## Activity
Exactly retype the lines of the material from its first line to the line with "In the photo above, where can the pale", including both.

## Task inputs
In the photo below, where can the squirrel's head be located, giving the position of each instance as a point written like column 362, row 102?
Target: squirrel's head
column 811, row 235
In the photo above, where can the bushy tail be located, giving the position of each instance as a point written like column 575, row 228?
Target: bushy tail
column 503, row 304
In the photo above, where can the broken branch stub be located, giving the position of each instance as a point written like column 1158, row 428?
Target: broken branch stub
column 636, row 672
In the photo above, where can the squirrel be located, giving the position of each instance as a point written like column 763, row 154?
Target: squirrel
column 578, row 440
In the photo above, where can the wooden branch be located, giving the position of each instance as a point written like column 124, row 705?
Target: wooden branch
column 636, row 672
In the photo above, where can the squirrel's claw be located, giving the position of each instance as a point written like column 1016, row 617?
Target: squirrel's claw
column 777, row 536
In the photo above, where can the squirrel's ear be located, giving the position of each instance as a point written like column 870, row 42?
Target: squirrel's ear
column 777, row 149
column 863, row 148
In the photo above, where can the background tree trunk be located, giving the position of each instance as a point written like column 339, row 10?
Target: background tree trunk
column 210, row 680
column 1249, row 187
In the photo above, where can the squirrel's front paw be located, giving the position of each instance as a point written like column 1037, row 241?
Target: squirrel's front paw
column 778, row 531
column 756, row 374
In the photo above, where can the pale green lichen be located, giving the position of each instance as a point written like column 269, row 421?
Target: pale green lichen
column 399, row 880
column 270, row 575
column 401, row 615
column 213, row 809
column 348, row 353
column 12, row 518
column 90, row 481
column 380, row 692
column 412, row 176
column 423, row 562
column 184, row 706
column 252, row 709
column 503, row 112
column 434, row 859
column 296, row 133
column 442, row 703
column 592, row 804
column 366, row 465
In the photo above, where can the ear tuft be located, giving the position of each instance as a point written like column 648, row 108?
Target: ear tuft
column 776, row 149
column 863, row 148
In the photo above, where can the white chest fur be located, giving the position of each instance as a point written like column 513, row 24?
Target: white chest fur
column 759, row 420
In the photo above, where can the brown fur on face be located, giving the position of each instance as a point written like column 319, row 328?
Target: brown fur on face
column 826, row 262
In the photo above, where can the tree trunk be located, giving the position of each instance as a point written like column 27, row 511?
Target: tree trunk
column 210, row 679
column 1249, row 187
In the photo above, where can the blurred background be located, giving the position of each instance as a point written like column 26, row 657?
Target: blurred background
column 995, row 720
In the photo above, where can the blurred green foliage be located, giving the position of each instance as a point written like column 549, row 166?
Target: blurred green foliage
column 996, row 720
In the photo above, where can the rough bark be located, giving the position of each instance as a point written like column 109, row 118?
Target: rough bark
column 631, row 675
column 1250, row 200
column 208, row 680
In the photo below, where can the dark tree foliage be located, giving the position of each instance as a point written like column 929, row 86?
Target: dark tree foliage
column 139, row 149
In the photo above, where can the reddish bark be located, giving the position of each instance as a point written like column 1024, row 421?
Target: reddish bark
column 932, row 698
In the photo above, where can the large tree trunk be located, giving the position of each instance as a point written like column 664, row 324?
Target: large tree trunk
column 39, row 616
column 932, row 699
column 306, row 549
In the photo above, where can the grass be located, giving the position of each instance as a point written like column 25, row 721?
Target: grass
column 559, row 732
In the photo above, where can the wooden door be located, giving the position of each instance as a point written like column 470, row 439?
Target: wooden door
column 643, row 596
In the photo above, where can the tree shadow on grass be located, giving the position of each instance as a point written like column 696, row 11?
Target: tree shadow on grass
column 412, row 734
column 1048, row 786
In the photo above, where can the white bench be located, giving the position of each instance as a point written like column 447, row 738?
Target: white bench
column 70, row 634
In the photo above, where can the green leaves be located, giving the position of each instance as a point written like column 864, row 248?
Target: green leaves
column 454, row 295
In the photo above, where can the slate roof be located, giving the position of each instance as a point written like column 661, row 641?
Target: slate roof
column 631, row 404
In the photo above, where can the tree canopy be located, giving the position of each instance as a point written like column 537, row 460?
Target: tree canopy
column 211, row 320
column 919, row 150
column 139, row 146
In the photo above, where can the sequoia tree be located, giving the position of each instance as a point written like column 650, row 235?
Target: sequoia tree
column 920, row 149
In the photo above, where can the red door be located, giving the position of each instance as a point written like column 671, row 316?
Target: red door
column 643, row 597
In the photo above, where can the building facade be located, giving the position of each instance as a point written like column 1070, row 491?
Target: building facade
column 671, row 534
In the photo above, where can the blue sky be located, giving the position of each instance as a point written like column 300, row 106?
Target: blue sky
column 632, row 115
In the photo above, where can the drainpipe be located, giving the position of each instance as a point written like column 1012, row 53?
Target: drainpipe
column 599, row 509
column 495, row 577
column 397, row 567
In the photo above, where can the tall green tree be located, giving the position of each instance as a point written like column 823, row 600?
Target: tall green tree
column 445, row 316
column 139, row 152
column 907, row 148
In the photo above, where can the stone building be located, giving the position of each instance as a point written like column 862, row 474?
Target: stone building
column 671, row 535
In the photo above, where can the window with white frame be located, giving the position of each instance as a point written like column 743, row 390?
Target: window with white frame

## Exercise answer
In the photo below, where can the squirrel's head be located, giving the position of each instance as a point written like column 362, row 102?
Target: squirrel's head
column 811, row 235
In the photo above, where can the bushy tail be located, giving the position of each instance as a point written like column 575, row 228?
Target: bushy tail
column 503, row 304
In the photo above, where can the broken branch stub be located, giving the position of each instance as a point written like column 1158, row 428?
Target: broken branch stub
column 636, row 672
In the photo above, where can the squirrel be located, giving the position of each instance as a point written like column 763, row 154?
Target: squirrel
column 578, row 440
In the photo above, where can the wooden branch be located, giving the position of each instance as a point written like column 124, row 705?
Target: wooden branch
column 636, row 672
In the photo above, where can the squirrel's claw be located, giving the position of each instance as a point written like column 1016, row 617?
Target: squirrel's claw
column 777, row 536
In the photo above, where can the squirrel's ear be located, giving the position of each instance as a point written like column 870, row 42?
Target: squirrel's ear
column 777, row 149
column 863, row 148
In the photo above, where can the background tree trunk be located, giving the position of each instance as a point written like column 339, row 10?
Target: background tree trunk
column 210, row 680
column 1249, row 187
In the photo above, where can the squirrel's front paw be located, giving the position of each instance as a point written like column 1037, row 241?
Target: squirrel's front paw
column 778, row 531
column 756, row 374
In the photo above, where can the pale green lichen be located, giving the position of each instance as a point written like column 269, row 421?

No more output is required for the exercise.